▶ [本文抜粋]:
▼

その木曽でのオススメのひとつが、上松町にある「赤沢自然休養林」。“森林浴発祥の地”だけあって、その気持ちよさといったら!携帯電話の写真メールを受け取った会社の人々が、口をそろえて「癒された~」と言うほどです。

3年前からは「森林セラピー基地」としての役割もスタート。森林セラピーとは、森林の有効な成分によって心身を癒す新たな健康増進法です。ここでは「森林セラピードッグ」といって、一般的な健康診断メニューと森林浴のリフレッシュを組み合わせて体験できるのです。県立木曽病院のお医者さんが処方してくれるのは“最適な散策のしかた”。医師の診断を元に、NPOのガイドさんがペース配分やアップダウンの取り入れ場所、川のせせらぎの組み込み方を決めて、赤沢の自然を紹介しながら案内してくれます。8つあるコースの中で一番ゆるやかな「ふれあいの道」コースは往復2.8km。お年寄りでも1時間もあれば散策できるそうです。このコースは道自体がバリアフリーになっているので車椅子でもOKだそう。セラピー体験館は総ヒノキ作りです。建物のみならず、椅子やテーブルもヒノキ。すごーくいい香りがしましたよ。

▲

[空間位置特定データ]
▼

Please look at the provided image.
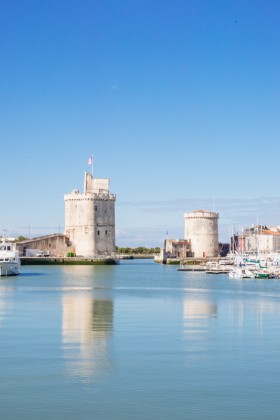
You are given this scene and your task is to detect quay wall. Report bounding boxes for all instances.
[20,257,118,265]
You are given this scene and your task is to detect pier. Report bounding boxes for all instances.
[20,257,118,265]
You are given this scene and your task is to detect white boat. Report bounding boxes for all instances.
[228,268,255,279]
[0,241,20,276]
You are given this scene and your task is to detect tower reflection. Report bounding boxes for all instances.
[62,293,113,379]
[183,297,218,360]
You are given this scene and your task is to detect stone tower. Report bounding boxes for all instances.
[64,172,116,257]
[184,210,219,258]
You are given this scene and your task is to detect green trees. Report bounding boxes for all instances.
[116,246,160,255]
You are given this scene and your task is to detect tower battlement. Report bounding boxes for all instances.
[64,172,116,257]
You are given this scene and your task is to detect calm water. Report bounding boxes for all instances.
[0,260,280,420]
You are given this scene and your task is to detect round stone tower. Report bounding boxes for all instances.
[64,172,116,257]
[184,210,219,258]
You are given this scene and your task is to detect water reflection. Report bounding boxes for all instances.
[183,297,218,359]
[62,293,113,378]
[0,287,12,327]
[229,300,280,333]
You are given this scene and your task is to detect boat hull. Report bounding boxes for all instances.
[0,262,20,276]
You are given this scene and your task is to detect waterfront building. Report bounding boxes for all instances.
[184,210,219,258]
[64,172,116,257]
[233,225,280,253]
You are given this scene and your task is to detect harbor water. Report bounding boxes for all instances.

▲
▼

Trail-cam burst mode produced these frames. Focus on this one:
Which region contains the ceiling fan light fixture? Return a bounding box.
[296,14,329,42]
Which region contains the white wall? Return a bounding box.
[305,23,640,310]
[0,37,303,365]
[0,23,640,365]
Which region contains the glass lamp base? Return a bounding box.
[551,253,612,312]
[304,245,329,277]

▲

▶ [問題]: 本文の全体を、一字一句違えずに書き写すこと。 本文だけを手がかりにしてください。

▶ [解答欄]:
その木曽でのオススメのひとつが、上松町にある「赤沢自然休養林」。“森林浴発祥の地”だけあって、その気持ちよさといったら!携帯電話の写真メールを受け取った会社の人々が、口をそろえて「癒された~」と言うほどです。

3年前からは「森林セラピー基地」としての役割もスタート。森林セラピーとは、森林の有効な成分によって心身を癒す新たな健康増進法です。ここでは「森林セラピードッグ」といって、一般的な健康診断メニューと森林浴のリフレッシュを組み合わせて体験できるのです。県立木曽病院のお医者さんが処方してくれるのは“最適な散策のしかた”。医師の診断を元に、NPOのガイドさんがペース配分やアップダウンの取り入れ場所、川のせせらぎの組み込み方を決めて、赤沢の自然を紹介しながら案内してくれます。8つあるコースの中で一番ゆるやかな「ふれあいの道」コースは往復2.8km。お年寄りでも1時間もあれば散策できるそうです。このコースは道自体がバリアフリーになっているので車椅子でもOKだそう。セラピー体験館は総ヒノキ作りです。建物のみならず、椅子やテーブルもヒノキ。すごーくいい香りがしましたよ。